[Given text]
=-=-=

Note that in Python 3, the syntax for the part in the else clause would be

from .. import one

On second thought, this probably won't fix your specific problem. I misunderstood the question and thought that two.py was being run as the main module, but that is not the case. And considering the differences in the way Python 2.6 (without importing absolute_import from __future__) and Python 3.x handle imports, you wouldn't need to do this for Python 2.6 anyway, I don't think.

Still, if you do eventually switch to Python 3 and plan on using a module as both a package module and as a standalone script inside the package, it may be a good idea to keep something like

if __name__ == '__main__':
    from [whatever the name of your package is] import one   # assuming the package is in the current working directory or a subdirectory of PYTHONPATH
else:
    from .. import one

in mind.

=-=-=

[Extracted data]
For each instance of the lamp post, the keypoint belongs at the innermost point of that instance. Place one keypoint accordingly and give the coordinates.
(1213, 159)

=-=-=

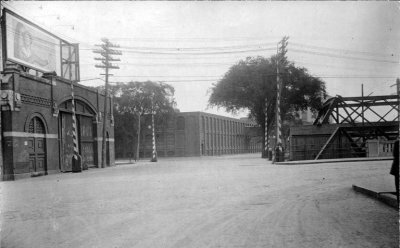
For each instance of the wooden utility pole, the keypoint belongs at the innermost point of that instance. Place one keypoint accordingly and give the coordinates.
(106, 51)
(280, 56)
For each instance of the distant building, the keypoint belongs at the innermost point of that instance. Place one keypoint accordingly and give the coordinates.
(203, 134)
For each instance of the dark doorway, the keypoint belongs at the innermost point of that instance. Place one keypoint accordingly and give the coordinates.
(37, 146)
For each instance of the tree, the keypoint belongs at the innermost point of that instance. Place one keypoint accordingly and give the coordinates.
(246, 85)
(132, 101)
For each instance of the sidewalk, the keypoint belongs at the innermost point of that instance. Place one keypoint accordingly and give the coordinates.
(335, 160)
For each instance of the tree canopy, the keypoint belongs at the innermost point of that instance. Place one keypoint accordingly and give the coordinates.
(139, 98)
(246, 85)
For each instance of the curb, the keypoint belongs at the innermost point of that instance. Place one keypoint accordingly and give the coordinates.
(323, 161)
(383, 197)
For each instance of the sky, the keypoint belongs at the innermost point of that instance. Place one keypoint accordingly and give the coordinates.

=-=-=

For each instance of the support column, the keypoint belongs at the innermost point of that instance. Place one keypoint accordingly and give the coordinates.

=-=-=

[Description of the task] Please state what the Python 3 syntax is for the else clause, according to the text on Python imports.

[Final result] from .. import one